* **Directions for this task**: Render the items below as a numbered list with blank lines omitted, starting at their first line and ending after the line that contains "Now the <item>red".

────

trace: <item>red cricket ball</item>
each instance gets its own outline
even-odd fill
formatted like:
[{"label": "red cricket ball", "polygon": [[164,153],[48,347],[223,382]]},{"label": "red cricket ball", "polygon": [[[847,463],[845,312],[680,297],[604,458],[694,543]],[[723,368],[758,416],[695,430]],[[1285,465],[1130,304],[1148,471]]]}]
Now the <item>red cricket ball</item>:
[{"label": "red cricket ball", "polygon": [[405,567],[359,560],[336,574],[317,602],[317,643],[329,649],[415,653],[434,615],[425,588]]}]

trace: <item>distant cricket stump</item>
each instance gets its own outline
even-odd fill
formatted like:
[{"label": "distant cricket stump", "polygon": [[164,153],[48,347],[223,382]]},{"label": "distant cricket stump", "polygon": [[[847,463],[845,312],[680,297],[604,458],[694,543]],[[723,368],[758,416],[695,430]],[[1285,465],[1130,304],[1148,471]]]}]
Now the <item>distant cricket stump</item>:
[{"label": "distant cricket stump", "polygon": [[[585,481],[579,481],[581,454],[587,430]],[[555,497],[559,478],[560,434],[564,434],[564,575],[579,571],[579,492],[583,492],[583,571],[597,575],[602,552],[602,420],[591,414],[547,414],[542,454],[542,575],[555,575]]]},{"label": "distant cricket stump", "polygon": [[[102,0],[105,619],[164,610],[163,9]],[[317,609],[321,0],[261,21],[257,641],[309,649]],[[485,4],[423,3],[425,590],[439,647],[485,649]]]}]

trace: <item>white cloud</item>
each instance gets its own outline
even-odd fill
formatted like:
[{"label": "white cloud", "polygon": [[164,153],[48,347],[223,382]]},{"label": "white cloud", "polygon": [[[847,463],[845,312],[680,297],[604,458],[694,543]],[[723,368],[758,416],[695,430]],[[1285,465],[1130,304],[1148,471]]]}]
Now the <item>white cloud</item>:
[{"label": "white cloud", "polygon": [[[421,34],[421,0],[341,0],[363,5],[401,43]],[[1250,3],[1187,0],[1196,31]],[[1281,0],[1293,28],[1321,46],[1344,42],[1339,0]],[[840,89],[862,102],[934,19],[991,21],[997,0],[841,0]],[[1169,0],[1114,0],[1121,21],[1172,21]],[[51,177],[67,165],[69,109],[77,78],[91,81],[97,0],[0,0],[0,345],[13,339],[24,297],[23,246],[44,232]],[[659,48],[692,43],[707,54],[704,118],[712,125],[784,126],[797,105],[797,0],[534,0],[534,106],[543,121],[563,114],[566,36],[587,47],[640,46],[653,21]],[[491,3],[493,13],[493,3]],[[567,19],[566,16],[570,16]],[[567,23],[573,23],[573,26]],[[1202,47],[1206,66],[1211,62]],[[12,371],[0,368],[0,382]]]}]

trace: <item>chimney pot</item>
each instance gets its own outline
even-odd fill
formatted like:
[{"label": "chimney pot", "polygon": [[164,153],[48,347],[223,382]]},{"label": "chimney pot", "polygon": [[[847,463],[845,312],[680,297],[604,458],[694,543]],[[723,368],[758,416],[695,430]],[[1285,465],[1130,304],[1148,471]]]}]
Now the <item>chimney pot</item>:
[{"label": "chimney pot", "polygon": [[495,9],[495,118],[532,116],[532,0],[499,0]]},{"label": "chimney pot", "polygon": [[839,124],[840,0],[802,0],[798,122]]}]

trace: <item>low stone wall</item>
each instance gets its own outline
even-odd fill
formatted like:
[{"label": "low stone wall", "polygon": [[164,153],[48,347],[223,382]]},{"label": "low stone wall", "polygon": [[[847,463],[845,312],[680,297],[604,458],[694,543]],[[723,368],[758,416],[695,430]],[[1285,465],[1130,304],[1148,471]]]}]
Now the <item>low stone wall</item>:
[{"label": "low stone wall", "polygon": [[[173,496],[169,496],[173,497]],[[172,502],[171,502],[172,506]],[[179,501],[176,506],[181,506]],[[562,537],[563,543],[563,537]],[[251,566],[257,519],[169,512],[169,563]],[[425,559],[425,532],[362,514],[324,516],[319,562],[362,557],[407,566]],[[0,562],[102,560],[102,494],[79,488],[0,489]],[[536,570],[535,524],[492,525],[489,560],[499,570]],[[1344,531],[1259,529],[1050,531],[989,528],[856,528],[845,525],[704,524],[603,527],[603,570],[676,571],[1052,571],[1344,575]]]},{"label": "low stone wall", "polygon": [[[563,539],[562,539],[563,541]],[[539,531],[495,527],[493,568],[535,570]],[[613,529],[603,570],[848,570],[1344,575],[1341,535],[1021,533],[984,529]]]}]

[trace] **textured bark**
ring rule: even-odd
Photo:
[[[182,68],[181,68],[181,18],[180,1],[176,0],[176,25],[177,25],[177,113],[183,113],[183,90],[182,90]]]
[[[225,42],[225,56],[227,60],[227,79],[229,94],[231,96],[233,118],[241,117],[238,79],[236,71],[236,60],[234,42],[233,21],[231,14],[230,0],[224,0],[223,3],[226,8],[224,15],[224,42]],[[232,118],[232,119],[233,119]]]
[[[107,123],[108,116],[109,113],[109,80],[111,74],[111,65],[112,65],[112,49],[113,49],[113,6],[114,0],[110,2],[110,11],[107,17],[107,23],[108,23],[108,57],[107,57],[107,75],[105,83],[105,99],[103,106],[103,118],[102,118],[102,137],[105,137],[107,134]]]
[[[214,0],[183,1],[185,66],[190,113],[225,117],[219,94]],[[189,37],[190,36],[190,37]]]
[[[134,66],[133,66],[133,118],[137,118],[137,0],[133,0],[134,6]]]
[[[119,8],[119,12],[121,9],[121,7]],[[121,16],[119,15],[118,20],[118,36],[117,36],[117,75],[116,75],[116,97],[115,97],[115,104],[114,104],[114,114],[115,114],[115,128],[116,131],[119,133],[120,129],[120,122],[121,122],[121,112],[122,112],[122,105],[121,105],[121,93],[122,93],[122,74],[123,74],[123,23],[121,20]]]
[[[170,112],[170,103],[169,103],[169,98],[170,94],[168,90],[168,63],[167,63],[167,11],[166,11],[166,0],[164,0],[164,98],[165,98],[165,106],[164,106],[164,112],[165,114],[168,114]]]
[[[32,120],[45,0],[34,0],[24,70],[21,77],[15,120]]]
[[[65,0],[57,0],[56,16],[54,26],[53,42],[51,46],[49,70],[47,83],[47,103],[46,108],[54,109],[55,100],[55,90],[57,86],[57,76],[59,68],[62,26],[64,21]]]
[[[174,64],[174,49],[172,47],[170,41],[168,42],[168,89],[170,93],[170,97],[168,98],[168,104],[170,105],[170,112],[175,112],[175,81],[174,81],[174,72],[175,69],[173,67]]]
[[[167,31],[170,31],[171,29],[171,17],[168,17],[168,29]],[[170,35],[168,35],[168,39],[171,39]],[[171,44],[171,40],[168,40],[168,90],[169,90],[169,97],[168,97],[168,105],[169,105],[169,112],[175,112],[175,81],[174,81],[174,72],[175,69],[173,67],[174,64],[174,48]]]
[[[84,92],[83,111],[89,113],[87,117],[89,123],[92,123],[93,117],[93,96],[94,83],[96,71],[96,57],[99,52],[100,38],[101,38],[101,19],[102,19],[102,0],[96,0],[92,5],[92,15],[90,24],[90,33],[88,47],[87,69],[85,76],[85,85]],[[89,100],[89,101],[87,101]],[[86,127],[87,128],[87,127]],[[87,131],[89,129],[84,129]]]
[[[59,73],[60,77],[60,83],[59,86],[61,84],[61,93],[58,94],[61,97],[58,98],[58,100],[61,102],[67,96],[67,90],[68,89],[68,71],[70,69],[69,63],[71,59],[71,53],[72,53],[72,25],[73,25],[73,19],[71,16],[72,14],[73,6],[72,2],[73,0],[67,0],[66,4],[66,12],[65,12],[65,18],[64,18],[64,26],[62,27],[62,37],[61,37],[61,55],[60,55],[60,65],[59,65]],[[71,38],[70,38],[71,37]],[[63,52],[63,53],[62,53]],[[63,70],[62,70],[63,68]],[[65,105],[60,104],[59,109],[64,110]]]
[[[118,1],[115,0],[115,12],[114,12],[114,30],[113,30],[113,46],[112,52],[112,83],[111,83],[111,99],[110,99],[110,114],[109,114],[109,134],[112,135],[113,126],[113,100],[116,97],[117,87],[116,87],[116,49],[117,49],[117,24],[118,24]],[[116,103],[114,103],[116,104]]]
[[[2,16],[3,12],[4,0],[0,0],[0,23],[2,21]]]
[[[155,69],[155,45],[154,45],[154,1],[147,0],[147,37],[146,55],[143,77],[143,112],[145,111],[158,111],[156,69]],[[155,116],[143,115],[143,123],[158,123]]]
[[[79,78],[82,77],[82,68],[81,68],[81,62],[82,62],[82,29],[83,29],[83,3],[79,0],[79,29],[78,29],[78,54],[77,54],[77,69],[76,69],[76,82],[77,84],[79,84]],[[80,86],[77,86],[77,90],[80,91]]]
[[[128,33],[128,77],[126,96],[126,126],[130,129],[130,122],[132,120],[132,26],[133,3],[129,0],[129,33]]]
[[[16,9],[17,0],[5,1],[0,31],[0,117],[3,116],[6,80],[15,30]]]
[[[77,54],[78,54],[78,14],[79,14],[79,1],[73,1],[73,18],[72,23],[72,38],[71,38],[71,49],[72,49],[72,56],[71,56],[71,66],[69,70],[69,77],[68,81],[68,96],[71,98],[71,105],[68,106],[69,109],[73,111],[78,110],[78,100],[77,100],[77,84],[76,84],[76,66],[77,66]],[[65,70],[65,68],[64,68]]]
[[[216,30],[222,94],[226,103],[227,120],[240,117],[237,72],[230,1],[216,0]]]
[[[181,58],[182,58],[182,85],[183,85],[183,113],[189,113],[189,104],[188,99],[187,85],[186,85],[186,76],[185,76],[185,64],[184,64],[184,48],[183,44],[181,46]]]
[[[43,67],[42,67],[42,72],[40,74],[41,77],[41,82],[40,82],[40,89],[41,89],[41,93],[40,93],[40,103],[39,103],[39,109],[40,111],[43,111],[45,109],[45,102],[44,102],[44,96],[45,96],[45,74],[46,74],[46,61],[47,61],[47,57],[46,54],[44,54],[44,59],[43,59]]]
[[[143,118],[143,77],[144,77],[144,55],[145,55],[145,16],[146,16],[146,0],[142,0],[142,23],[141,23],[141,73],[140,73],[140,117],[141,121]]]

────

* **Task response**:
1. trace: <item>red cricket ball</item>
2. each instance gets its own outline
3. even-odd fill
4. formatted like:
5. [{"label": "red cricket ball", "polygon": [[164,153],[48,347],[223,382]]},{"label": "red cricket ball", "polygon": [[[847,463],[845,312],[680,297],[604,458],[694,543]],[[723,368],[758,416],[695,430]],[[1285,465],[1130,304],[1148,471]]]}]
6. Now the <item>red cricket ball</item>:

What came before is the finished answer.